• **ЗАДАНИЕ A**:
Переведите на английский язык предложение «Зинин завоевывал себе последователей с первого же натиска.» из текста о Зинине.
• **ЗАДАНИЕ B**:
Выпишите из текста о Зинине все науки из перечня в цитате Белоголового, который начинается словами «Химия, минералогия».
• **ЗАДАНИЕ C**:
Продолжите текст о Зинине и Бутлерове, начав сразу после его последнего предложения.

• **ФРАГМЕНТ ТЕКСТА**:
- - - -
Перед ними на кафедре был один из главных героев этой драмы, которая разыгрывалась в науке.
Молодежь склонна была идти за тем, кто звал вперед. А за таким вождем и трудно было не пойти, — так страстно и убежденно отстаивал Зинин то, что считал правильным.
«Живой, как ртуть, нервный, как самая нервная женщина, рьяный до споров, в которых громит противника блестящей речью и громадным знанием», — так отзывался о Зинине его современник, доктор Белоголовый.
По словам Белоголового, Зинин при первой же встрече решительно ослепил его своими разнообразными познаниями:
«Не было предмета, о котором заходила речь, где бы он не был дома. Химия, минералогия, ботаника, биология, астрономия, физиология и пр., — со всем этим он был знаком весьма, казалось, фундаментально; при этом живость характера, страстность, блеск речи, наконец, изумительная память (он, например, как двенадцатилетний гимназист старого времени, в состоянии был, не запнувшись, перечислить все города какой-нибудь губернии, цитировал целые страницы Хераскова, Шиллера — на немецком и в переводе Жуковского — и пр.) произвели на меня глубокое впечатление. Я положительно не встречал до сих пор в такой мере даровитого человека».
Зинин завоевывал себе последователей с первого же натиска. Вот как он сделал своим союзником Бутлерова.
Бутлеров учился у него в Казани. Но Зинин уехал, и его ученику поневоле пришлось заканчивать химическое образование под руководством сторонника старых взглядов профессора Клауса. Больше учиться там было не у кого.
И вот Бутлеров уже не студент, а преподаватель Казанского университета — попадает на короткое время в Петербург. Разумеется, он первым делом спешит к Зинину, в Медико-хирургическую академию. Зинин рад увидеться с талантливым молодым химиком.
Но пусть лучше Бутлеров сам расскажет об этой встрече:
«Непродолжительных бесед с H. Н. Зининым за это мое пребывание в Петербурге было достаточно, чтобы время это стало эпохой в моем научном развитии.
H. Н. указал мне на значение учения Лорана и Жерара, на только что появившиеся «Метод химии» первого и «Руководство по органической химии» второго; он добавил к этому указания на значение различного характера водорода в органических соединениях и советовал руководиться в преподавании системой Жерара.
- - - -
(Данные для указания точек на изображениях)
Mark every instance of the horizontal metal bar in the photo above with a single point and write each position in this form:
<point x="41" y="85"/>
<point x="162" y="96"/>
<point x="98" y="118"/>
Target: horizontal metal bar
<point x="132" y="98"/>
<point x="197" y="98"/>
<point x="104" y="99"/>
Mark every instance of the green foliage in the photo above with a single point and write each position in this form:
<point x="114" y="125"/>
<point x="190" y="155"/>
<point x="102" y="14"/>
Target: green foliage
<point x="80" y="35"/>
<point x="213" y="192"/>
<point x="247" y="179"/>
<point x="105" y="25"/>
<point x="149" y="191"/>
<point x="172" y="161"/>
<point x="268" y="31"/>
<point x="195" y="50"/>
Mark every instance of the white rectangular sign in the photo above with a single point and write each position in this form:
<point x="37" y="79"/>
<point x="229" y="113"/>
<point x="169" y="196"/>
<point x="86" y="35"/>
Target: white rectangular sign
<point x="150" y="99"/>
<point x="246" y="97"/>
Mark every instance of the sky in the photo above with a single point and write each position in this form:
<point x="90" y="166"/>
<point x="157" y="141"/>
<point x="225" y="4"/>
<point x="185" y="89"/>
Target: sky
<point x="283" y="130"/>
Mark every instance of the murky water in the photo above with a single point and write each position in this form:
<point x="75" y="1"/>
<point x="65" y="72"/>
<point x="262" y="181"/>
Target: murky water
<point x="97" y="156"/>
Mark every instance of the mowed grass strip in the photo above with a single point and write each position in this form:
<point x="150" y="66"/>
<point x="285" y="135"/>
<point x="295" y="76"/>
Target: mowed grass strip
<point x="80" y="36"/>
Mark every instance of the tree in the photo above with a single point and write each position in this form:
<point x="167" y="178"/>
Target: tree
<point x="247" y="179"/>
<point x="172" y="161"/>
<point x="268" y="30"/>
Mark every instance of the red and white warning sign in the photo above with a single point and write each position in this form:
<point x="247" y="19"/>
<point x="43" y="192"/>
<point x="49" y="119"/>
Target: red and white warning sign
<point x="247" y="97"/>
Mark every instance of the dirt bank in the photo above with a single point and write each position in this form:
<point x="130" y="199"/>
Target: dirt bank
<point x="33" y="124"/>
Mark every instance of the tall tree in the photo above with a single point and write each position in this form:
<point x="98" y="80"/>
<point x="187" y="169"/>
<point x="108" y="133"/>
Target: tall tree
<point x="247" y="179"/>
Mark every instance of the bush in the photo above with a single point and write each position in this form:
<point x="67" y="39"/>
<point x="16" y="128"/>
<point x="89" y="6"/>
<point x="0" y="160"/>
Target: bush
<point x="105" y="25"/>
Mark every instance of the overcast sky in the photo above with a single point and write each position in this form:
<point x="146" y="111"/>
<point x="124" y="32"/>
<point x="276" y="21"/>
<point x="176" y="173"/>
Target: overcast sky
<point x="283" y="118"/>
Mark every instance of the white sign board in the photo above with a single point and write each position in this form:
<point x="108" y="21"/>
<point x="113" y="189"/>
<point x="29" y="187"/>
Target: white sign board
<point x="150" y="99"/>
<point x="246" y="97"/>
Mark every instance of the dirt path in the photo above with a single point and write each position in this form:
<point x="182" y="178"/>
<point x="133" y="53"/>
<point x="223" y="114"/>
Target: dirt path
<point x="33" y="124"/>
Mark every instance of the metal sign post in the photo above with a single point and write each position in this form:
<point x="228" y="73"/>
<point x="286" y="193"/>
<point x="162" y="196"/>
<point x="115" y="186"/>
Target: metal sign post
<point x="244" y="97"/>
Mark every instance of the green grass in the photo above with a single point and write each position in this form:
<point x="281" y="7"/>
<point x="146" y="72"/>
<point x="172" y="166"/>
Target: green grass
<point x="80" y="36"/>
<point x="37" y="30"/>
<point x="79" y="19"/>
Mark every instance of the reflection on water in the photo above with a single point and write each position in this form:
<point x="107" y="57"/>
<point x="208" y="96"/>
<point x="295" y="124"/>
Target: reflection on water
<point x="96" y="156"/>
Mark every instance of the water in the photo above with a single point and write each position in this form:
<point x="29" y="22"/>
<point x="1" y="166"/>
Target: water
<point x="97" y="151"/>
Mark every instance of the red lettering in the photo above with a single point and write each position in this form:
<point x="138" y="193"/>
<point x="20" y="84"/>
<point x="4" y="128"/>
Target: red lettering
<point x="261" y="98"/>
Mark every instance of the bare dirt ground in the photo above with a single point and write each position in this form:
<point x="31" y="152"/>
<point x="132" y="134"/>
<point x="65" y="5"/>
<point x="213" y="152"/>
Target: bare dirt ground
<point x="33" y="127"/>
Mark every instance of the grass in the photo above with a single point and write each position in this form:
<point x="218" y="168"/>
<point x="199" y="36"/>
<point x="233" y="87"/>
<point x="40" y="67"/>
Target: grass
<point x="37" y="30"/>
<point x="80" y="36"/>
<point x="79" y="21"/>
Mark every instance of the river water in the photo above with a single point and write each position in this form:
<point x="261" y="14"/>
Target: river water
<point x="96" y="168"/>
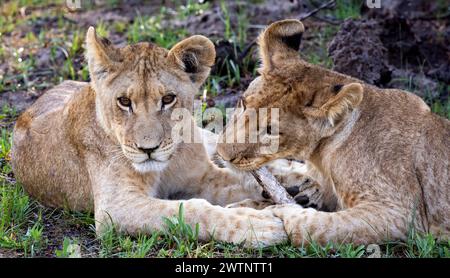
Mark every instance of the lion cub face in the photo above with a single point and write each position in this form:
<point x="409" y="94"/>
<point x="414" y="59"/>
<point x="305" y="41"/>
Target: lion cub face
<point x="312" y="102"/>
<point x="137" y="88"/>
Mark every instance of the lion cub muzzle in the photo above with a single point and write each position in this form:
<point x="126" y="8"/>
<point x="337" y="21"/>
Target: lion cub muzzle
<point x="150" y="159"/>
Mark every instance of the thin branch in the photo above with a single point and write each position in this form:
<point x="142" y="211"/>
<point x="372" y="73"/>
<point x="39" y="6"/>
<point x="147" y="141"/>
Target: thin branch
<point x="328" y="5"/>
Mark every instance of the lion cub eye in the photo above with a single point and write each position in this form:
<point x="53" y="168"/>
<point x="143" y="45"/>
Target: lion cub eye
<point x="124" y="102"/>
<point x="168" y="100"/>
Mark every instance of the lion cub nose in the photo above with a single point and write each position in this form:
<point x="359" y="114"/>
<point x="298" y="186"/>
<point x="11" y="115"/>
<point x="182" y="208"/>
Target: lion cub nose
<point x="148" y="151"/>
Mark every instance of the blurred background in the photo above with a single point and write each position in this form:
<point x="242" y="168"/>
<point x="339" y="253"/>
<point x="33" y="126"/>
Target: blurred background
<point x="396" y="44"/>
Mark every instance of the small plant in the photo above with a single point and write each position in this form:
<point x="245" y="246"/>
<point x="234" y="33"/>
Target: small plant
<point x="70" y="249"/>
<point x="33" y="241"/>
<point x="350" y="251"/>
<point x="192" y="8"/>
<point x="180" y="235"/>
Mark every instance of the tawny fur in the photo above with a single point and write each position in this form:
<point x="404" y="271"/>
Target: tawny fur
<point x="77" y="148"/>
<point x="380" y="152"/>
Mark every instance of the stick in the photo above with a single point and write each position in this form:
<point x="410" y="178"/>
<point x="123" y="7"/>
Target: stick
<point x="316" y="10"/>
<point x="270" y="184"/>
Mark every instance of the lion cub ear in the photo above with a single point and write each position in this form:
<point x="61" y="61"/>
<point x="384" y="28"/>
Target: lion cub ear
<point x="195" y="56"/>
<point x="336" y="107"/>
<point x="101" y="55"/>
<point x="279" y="42"/>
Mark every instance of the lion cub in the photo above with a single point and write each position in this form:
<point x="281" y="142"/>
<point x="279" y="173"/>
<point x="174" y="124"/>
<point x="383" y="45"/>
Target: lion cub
<point x="107" y="146"/>
<point x="380" y="151"/>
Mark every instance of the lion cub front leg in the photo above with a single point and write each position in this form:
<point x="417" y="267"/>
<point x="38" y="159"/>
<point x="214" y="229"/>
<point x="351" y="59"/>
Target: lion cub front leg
<point x="133" y="209"/>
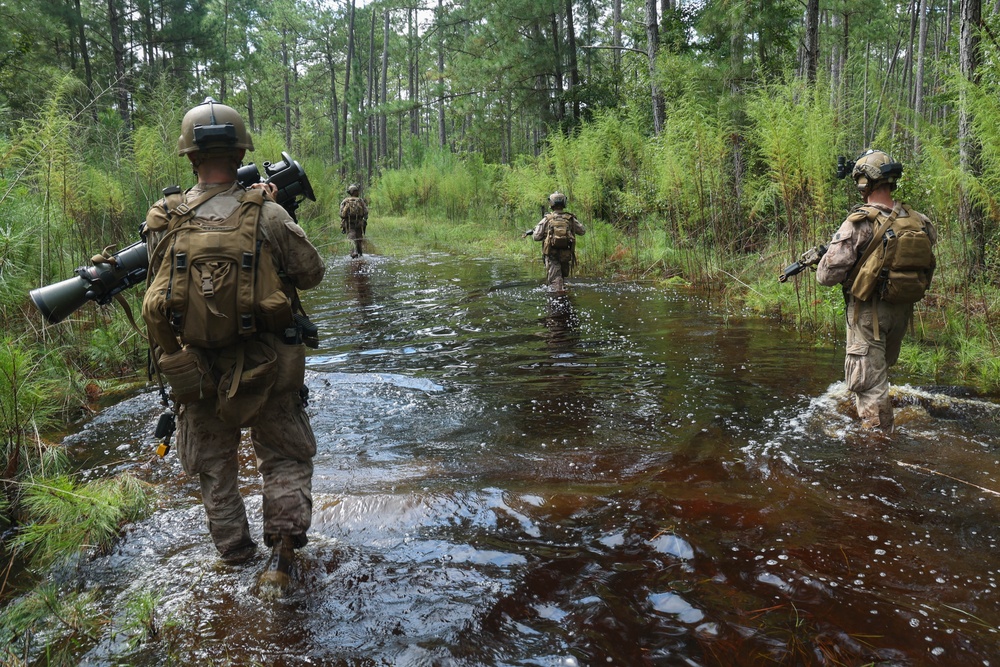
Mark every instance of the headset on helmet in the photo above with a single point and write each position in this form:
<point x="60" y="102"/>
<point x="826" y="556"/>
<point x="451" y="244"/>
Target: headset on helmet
<point x="874" y="168"/>
<point x="213" y="127"/>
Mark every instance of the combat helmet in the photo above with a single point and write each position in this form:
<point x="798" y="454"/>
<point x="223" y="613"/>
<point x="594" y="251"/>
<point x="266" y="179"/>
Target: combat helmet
<point x="212" y="127"/>
<point x="874" y="168"/>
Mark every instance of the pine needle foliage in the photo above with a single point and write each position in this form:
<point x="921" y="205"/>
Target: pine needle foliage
<point x="68" y="518"/>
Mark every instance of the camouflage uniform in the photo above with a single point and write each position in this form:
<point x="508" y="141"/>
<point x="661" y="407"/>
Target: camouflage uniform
<point x="558" y="261"/>
<point x="354" y="227"/>
<point x="281" y="435"/>
<point x="875" y="329"/>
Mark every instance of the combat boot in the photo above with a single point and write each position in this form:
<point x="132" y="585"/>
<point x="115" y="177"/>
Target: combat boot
<point x="280" y="569"/>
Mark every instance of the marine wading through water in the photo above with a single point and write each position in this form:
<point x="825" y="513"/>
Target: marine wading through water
<point x="227" y="330"/>
<point x="883" y="258"/>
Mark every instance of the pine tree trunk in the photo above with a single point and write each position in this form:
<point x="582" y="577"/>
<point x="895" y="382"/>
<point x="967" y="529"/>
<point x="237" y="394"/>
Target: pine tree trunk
<point x="121" y="92"/>
<point x="560" y="102"/>
<point x="442" y="137"/>
<point x="384" y="97"/>
<point x="286" y="85"/>
<point x="574" y="72"/>
<point x="616" y="38"/>
<point x="84" y="51"/>
<point x="918" y="87"/>
<point x="347" y="78"/>
<point x="652" y="46"/>
<point x="812" y="39"/>
<point x="971" y="212"/>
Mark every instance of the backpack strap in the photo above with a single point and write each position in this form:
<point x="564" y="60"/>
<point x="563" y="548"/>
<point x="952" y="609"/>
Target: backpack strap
<point x="877" y="231"/>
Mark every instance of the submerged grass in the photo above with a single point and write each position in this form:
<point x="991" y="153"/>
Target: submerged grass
<point x="952" y="334"/>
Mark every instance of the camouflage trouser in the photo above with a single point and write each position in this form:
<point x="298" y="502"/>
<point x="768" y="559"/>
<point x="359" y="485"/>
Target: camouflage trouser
<point x="866" y="367"/>
<point x="356" y="235"/>
<point x="284" y="444"/>
<point x="557" y="270"/>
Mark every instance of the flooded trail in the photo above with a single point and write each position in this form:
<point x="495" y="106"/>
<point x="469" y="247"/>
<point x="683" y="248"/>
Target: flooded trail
<point x="624" y="476"/>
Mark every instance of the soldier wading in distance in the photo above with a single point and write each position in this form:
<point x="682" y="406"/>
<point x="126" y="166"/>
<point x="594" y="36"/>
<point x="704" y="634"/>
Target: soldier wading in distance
<point x="557" y="231"/>
<point x="354" y="219"/>
<point x="225" y="264"/>
<point x="883" y="257"/>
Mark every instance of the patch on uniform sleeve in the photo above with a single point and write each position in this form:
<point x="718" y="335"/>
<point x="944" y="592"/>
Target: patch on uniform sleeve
<point x="858" y="216"/>
<point x="295" y="229"/>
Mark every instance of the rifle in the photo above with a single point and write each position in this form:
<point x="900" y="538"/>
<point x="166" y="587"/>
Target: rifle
<point x="810" y="258"/>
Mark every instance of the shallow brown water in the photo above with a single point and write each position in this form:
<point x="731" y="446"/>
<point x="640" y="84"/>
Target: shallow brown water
<point x="626" y="476"/>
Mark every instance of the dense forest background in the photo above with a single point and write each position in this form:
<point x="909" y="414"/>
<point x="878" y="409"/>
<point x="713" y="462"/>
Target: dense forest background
<point x="697" y="140"/>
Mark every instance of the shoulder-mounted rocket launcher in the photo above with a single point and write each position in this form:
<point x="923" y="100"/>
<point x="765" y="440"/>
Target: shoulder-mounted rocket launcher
<point x="111" y="273"/>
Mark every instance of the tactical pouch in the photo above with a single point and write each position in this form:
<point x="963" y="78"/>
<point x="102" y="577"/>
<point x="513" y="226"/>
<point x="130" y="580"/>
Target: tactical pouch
<point x="274" y="313"/>
<point x="291" y="373"/>
<point x="864" y="284"/>
<point x="188" y="375"/>
<point x="246" y="386"/>
<point x="910" y="274"/>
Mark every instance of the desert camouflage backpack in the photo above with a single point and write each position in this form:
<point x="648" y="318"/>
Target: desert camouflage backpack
<point x="352" y="208"/>
<point x="559" y="234"/>
<point x="212" y="284"/>
<point x="899" y="261"/>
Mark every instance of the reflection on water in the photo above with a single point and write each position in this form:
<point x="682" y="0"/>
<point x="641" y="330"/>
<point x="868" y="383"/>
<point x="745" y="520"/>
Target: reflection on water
- - - -
• **РЕЗУЛЬТАТ A**:
Zinin won himself followers at the very first onslaught.

• **РЕЗУЛЬТАТ B**:
Химия, минералогия, ботаника, биология, астрономия, физиология.

• **РЕЗУЛЬТАТ C**:
Я последовал этим советам, и они двинули меня настолько по научному пути, что пребывание мое за границей в 1857–1858 году могло уже вполне довершить мое превращение из ученика в ученого».
Встреча Бородина с Бутлеровым в лаборатории Медико-хирургической академии была для них началом долгой, многолетней дружбы.
Оба они были любимыми учениками Зинина, можно сказать, братьями по науке. Во многом Бутлеров напоминал своего учителя.
Это был такой же богатырь не только по силе умственной, но и по физической силе. Он подбрасывал пудовые гири, как мячи. Как-то, придя к товарищу в гости, Бутлеров не застал его дома. Окинув взглядом комнату, он нашел кочергу и в один миг согнул ее в виде буквы «Б». Увидев такую «визитную карточку», можно было уже не сомневаться в том, кем она оставлена.
Бутлеров при своем крепком сложении и высоком росте казался неуклюжим, тяжелым. Но как ловко управлялся он с тончайшими стеклянными приборами!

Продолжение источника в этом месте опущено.